§ **What needs to be done**: Extract each line of the material below that contains the string "glass". The match is case-sensitive.

§ **Dataset extract**:

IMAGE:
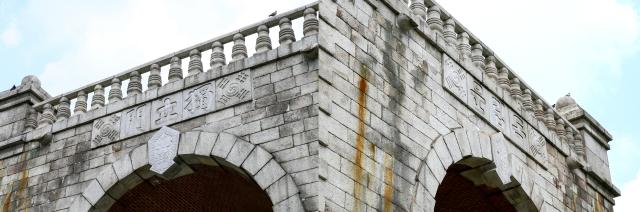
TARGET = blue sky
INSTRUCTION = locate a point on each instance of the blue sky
(590, 48)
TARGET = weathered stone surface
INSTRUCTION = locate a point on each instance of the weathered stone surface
(163, 147)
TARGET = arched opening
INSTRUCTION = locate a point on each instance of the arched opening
(208, 188)
(457, 193)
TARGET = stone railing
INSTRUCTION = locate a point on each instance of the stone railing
(108, 95)
(488, 68)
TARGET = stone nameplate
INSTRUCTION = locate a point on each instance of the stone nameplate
(483, 102)
(105, 130)
(195, 101)
(163, 147)
(233, 89)
(136, 120)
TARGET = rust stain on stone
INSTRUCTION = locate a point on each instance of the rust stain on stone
(358, 170)
(22, 185)
(388, 186)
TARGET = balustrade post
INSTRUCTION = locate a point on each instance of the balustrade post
(81, 103)
(490, 68)
(286, 32)
(263, 42)
(217, 55)
(175, 70)
(115, 94)
(311, 24)
(449, 32)
(155, 80)
(239, 50)
(503, 78)
(32, 120)
(476, 56)
(98, 97)
(527, 102)
(195, 62)
(135, 84)
(433, 19)
(64, 110)
(47, 117)
(418, 8)
(515, 90)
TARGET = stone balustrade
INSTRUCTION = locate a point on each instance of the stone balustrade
(104, 94)
(485, 66)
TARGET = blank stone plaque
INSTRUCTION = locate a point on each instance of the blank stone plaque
(163, 147)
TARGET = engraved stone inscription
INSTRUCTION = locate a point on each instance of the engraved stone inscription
(537, 145)
(476, 98)
(163, 147)
(199, 100)
(496, 113)
(521, 174)
(105, 130)
(136, 120)
(233, 89)
(455, 79)
(166, 110)
(518, 127)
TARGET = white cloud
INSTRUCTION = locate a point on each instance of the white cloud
(106, 41)
(556, 46)
(630, 196)
(11, 37)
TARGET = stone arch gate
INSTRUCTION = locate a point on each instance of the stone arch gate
(491, 164)
(193, 147)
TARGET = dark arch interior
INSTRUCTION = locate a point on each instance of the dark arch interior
(209, 188)
(456, 193)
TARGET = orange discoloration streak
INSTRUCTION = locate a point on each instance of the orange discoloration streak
(358, 170)
(22, 185)
(388, 187)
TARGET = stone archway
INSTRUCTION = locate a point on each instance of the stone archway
(194, 148)
(482, 160)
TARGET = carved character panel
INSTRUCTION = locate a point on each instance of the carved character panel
(105, 130)
(455, 79)
(477, 99)
(497, 113)
(233, 89)
(166, 110)
(199, 100)
(136, 120)
(163, 148)
(537, 145)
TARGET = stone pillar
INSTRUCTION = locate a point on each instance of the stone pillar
(217, 55)
(175, 70)
(263, 42)
(286, 32)
(135, 86)
(239, 50)
(155, 80)
(98, 97)
(195, 62)
(115, 94)
(311, 24)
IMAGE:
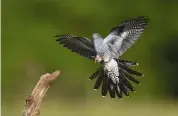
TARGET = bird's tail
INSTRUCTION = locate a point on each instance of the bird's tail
(121, 87)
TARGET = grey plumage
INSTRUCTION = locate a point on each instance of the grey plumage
(114, 73)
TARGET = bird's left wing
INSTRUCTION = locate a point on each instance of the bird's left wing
(124, 35)
(80, 45)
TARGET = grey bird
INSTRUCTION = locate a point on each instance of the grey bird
(113, 74)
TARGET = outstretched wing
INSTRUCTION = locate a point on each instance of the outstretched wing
(124, 35)
(80, 45)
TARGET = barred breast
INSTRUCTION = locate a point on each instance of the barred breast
(112, 70)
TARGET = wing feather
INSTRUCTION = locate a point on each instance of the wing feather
(125, 35)
(80, 45)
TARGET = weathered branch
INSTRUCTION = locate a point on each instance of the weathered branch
(32, 106)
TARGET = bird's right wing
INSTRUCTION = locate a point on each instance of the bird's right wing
(125, 35)
(80, 45)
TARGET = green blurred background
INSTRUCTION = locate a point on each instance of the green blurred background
(29, 50)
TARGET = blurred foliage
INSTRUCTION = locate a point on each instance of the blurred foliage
(29, 48)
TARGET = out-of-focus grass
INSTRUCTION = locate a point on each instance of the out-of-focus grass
(102, 107)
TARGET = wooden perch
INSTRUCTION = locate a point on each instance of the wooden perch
(32, 106)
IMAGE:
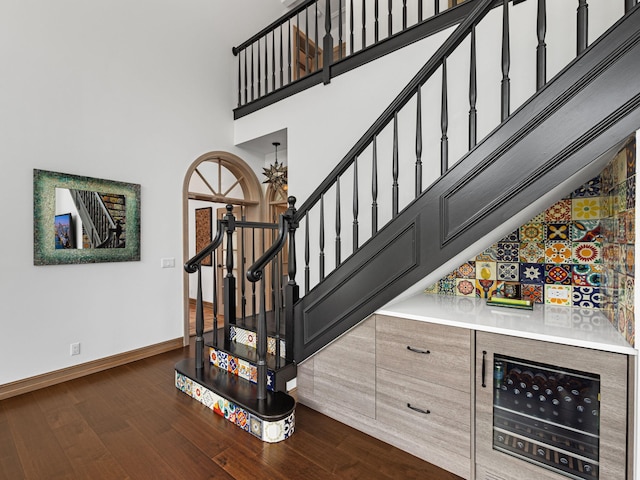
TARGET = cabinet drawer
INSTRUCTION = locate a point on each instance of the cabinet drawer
(447, 362)
(443, 435)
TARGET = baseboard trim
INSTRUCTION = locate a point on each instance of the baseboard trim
(37, 382)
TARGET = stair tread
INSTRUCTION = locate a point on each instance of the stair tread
(276, 406)
(245, 352)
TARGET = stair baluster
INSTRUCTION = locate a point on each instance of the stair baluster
(506, 62)
(541, 50)
(229, 285)
(583, 27)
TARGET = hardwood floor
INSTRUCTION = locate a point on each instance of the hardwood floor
(208, 317)
(131, 422)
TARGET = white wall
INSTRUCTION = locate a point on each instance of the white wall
(125, 90)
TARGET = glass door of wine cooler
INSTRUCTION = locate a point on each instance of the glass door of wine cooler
(547, 415)
(549, 411)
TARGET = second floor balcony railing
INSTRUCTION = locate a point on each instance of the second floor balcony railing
(309, 44)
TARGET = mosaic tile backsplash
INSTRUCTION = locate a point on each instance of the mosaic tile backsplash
(577, 253)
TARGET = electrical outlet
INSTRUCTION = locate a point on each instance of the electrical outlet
(168, 262)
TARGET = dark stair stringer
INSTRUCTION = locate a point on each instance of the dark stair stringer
(586, 110)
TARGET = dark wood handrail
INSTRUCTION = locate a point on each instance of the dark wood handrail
(455, 39)
(283, 19)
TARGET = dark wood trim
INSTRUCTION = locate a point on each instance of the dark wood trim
(429, 27)
(63, 375)
(547, 141)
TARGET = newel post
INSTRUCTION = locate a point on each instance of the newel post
(327, 58)
(292, 289)
(229, 284)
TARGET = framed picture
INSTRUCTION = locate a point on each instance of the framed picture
(121, 199)
(204, 225)
(64, 232)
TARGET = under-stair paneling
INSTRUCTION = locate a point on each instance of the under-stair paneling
(566, 128)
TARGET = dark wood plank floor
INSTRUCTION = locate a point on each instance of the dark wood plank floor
(131, 422)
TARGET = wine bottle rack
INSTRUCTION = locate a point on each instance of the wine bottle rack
(547, 415)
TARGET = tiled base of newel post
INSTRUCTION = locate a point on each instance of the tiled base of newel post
(270, 432)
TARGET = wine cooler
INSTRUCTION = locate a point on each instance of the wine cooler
(549, 411)
(547, 415)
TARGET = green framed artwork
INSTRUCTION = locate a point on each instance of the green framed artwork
(105, 215)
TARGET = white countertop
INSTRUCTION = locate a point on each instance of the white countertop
(580, 327)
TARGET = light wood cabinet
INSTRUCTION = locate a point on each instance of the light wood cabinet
(429, 399)
(423, 396)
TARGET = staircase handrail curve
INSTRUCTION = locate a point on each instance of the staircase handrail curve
(280, 21)
(192, 265)
(285, 221)
(433, 64)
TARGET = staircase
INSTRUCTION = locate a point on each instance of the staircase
(570, 124)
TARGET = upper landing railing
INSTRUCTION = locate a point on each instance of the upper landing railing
(290, 55)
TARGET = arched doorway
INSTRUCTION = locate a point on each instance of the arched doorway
(212, 181)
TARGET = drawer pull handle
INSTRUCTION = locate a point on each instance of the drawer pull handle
(419, 410)
(418, 350)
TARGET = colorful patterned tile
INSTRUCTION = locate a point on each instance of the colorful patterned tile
(271, 345)
(620, 228)
(488, 255)
(589, 189)
(539, 218)
(557, 252)
(509, 271)
(223, 359)
(465, 287)
(487, 288)
(630, 288)
(486, 271)
(197, 391)
(242, 419)
(232, 332)
(532, 252)
(273, 431)
(532, 273)
(557, 295)
(244, 369)
(606, 180)
(255, 426)
(630, 260)
(532, 292)
(508, 251)
(586, 252)
(512, 237)
(557, 231)
(631, 225)
(232, 364)
(532, 232)
(631, 193)
(587, 208)
(213, 357)
(466, 270)
(586, 275)
(586, 230)
(559, 274)
(289, 426)
(586, 297)
(558, 212)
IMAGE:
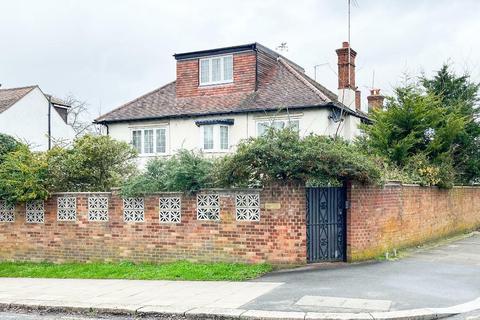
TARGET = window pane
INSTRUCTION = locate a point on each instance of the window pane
(294, 124)
(204, 71)
(216, 76)
(161, 141)
(278, 124)
(208, 137)
(224, 137)
(261, 128)
(137, 140)
(148, 141)
(228, 68)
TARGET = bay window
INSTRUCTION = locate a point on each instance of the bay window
(215, 138)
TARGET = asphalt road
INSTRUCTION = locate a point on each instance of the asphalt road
(442, 276)
(38, 316)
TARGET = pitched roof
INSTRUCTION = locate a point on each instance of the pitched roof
(285, 86)
(9, 97)
(57, 101)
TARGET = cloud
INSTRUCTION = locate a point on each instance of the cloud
(108, 52)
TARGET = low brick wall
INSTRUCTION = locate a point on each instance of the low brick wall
(395, 216)
(278, 237)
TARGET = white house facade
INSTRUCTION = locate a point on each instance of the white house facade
(25, 113)
(225, 95)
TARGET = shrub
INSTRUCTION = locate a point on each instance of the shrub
(23, 176)
(94, 163)
(283, 155)
(186, 171)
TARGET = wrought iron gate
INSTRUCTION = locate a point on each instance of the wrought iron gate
(326, 224)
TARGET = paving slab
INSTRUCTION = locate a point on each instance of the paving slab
(437, 277)
(279, 315)
(348, 303)
(338, 316)
(216, 312)
(414, 314)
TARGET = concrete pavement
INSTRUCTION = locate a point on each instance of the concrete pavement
(440, 281)
(437, 277)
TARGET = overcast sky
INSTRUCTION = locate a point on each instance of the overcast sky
(109, 52)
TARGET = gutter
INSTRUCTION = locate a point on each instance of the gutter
(193, 115)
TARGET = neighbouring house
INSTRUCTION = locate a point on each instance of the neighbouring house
(33, 117)
(221, 96)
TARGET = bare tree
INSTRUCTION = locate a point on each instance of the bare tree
(80, 118)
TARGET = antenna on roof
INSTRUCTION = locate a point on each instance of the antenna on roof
(282, 47)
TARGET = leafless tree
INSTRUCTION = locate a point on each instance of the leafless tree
(80, 118)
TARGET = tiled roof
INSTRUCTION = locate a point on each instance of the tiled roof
(285, 87)
(8, 97)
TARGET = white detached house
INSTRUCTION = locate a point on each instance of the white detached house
(221, 96)
(32, 117)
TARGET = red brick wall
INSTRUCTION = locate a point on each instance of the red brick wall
(279, 237)
(395, 216)
(244, 77)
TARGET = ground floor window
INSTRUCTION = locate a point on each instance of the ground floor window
(215, 138)
(150, 140)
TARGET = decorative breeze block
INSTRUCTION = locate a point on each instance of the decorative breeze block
(170, 210)
(97, 209)
(133, 210)
(7, 211)
(208, 207)
(248, 207)
(66, 208)
(35, 211)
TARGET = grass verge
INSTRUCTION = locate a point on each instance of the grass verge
(181, 270)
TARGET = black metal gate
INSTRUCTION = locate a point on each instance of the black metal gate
(326, 224)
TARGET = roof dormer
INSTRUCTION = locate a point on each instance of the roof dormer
(216, 71)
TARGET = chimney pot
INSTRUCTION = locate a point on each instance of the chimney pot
(358, 100)
(346, 75)
(375, 100)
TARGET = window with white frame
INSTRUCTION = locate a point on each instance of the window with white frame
(216, 70)
(215, 138)
(150, 140)
(263, 126)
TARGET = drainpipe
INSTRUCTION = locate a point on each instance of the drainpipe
(49, 122)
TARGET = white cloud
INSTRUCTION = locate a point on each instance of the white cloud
(108, 52)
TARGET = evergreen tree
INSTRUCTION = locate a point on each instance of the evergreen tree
(459, 95)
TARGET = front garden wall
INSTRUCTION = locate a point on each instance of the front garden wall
(381, 219)
(278, 238)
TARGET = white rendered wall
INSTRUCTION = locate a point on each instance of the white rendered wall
(27, 120)
(185, 134)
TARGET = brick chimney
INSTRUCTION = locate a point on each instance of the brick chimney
(346, 75)
(358, 100)
(375, 100)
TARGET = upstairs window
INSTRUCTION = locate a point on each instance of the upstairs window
(263, 126)
(150, 141)
(216, 70)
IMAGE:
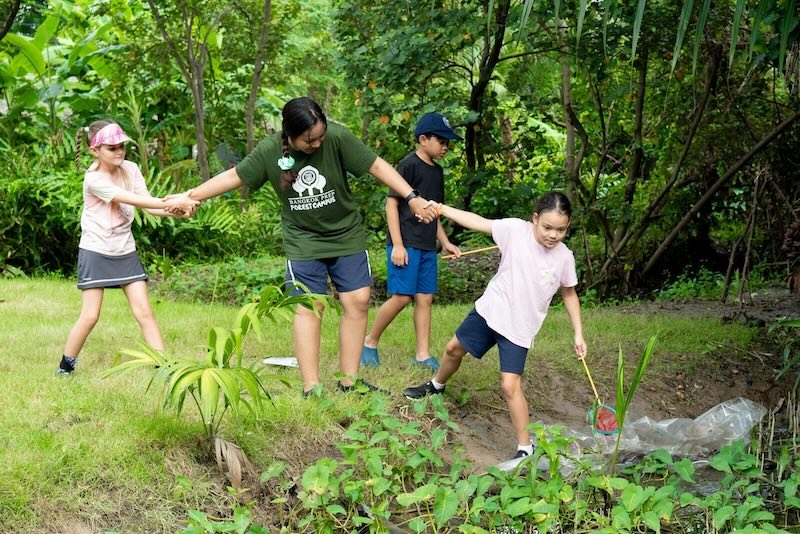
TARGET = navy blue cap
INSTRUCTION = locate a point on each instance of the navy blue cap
(436, 124)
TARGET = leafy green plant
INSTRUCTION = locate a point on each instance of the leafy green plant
(624, 398)
(220, 383)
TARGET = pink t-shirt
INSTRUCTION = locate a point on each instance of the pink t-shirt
(105, 224)
(516, 300)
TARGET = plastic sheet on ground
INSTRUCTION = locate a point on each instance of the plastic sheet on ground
(693, 438)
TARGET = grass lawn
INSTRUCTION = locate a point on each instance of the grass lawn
(84, 454)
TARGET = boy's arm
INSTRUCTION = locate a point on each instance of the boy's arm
(399, 253)
(467, 219)
(447, 246)
(573, 306)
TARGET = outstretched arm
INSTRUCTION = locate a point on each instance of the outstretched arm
(156, 206)
(399, 252)
(573, 306)
(389, 176)
(467, 219)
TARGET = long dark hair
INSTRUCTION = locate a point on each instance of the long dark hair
(299, 115)
(554, 201)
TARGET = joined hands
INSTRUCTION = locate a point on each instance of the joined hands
(180, 204)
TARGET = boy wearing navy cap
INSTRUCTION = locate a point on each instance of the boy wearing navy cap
(411, 266)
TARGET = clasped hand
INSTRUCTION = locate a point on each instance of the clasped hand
(426, 210)
(180, 204)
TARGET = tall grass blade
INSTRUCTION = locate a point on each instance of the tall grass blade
(737, 19)
(581, 17)
(698, 32)
(787, 25)
(620, 404)
(683, 24)
(637, 27)
(755, 30)
(608, 5)
(526, 13)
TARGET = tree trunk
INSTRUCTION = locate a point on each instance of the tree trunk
(192, 67)
(635, 169)
(634, 234)
(255, 82)
(9, 19)
(778, 130)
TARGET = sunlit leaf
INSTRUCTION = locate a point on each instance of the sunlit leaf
(683, 24)
(581, 15)
(699, 32)
(737, 19)
(787, 25)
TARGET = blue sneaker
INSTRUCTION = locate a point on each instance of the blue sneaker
(369, 357)
(430, 363)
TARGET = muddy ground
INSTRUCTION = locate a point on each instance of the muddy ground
(555, 398)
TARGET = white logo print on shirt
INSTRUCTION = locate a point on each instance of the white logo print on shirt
(308, 181)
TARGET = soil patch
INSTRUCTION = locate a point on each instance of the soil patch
(557, 398)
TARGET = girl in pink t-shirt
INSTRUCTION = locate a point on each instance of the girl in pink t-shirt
(534, 265)
(107, 257)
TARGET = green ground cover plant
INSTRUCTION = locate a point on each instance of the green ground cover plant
(101, 455)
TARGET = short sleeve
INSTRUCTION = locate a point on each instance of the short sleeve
(100, 186)
(406, 170)
(252, 170)
(139, 186)
(356, 156)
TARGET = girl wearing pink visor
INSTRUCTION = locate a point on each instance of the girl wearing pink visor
(107, 258)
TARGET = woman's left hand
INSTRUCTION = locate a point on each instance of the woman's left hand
(580, 347)
(425, 210)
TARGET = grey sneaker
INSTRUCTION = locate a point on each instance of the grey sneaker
(424, 390)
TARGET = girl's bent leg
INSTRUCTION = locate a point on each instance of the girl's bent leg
(352, 328)
(91, 301)
(451, 360)
(422, 324)
(306, 332)
(511, 384)
(143, 313)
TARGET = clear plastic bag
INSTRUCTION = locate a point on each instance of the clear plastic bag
(693, 438)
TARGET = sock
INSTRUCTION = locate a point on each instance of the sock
(528, 449)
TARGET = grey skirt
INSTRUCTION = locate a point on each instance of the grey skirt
(100, 270)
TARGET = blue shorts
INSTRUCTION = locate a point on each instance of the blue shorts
(419, 276)
(477, 338)
(347, 273)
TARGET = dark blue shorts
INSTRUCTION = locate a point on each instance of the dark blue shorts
(477, 338)
(419, 276)
(347, 273)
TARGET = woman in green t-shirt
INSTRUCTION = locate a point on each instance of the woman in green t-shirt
(307, 164)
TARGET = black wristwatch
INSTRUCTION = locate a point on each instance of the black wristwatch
(413, 194)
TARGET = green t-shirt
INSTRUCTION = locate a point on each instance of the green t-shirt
(319, 218)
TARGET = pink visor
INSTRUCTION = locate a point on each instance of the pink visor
(110, 134)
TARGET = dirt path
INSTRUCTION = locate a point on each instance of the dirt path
(555, 398)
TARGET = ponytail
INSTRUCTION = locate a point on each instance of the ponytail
(287, 177)
(299, 115)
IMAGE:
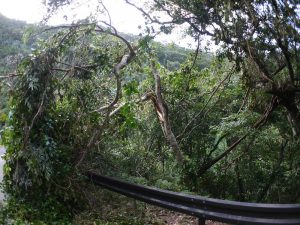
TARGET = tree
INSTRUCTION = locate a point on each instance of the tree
(261, 37)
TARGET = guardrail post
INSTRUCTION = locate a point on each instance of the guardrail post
(201, 221)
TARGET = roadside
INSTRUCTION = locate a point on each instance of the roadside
(2, 151)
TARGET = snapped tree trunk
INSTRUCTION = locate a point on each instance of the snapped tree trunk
(161, 110)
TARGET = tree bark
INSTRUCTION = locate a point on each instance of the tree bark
(163, 115)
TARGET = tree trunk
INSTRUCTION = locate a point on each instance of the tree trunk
(163, 116)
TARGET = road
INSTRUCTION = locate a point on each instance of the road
(2, 151)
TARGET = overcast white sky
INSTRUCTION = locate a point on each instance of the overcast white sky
(124, 17)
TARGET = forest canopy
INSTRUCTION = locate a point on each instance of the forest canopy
(87, 97)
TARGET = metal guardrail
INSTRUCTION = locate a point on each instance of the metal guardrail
(204, 208)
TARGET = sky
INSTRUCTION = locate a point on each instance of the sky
(124, 17)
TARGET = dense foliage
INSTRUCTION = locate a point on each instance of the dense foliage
(89, 98)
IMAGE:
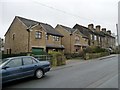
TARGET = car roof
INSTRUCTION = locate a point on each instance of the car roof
(18, 57)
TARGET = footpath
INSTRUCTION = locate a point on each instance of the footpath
(72, 62)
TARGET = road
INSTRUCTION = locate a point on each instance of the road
(83, 74)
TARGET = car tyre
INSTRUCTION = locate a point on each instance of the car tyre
(39, 74)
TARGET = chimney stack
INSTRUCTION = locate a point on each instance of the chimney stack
(109, 32)
(91, 26)
(104, 29)
(98, 27)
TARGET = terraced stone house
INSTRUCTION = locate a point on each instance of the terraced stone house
(25, 36)
(73, 40)
(97, 36)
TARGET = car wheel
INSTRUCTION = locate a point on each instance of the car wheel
(39, 74)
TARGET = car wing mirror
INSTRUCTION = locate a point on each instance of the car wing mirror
(5, 67)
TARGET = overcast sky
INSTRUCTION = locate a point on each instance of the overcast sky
(65, 12)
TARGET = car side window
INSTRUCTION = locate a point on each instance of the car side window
(15, 63)
(28, 61)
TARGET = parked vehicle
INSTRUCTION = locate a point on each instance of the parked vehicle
(21, 67)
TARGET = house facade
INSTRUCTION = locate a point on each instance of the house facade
(73, 40)
(97, 36)
(25, 35)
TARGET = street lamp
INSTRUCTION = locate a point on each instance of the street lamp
(29, 30)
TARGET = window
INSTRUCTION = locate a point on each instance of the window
(47, 36)
(99, 39)
(13, 36)
(38, 35)
(91, 37)
(77, 39)
(56, 38)
(95, 37)
(28, 61)
(15, 62)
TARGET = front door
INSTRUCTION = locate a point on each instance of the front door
(13, 71)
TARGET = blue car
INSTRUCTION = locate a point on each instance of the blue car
(21, 67)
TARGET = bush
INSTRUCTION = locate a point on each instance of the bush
(57, 58)
(93, 49)
(13, 55)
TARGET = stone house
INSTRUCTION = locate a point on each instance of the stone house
(25, 36)
(94, 38)
(73, 40)
(97, 36)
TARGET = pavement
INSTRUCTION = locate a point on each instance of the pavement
(71, 62)
(94, 73)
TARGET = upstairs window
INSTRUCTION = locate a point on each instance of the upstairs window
(77, 39)
(95, 37)
(13, 36)
(38, 35)
(47, 37)
(56, 38)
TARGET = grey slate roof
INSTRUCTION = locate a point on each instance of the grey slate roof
(48, 28)
(82, 29)
(71, 30)
(86, 31)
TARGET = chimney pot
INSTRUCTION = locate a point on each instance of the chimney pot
(98, 28)
(91, 26)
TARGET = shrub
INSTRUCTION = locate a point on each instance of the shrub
(93, 49)
(57, 58)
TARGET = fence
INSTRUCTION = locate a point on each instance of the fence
(43, 57)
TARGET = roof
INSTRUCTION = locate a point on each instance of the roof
(48, 28)
(71, 30)
(55, 46)
(86, 31)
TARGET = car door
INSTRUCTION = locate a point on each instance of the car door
(29, 66)
(13, 70)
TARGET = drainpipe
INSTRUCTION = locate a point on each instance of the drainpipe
(70, 42)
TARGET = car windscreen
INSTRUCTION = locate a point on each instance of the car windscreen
(3, 60)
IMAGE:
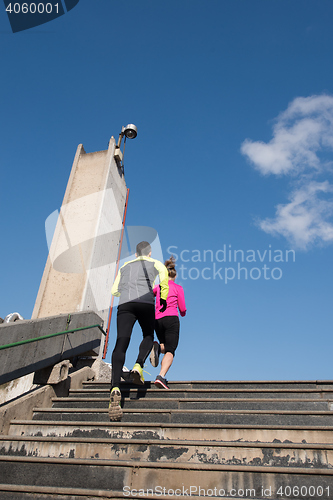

§ **Worked solution**:
TARGET = glass door of wine cooler
INSTRUCTION = locate a point on each instance of the glass door of wine cooler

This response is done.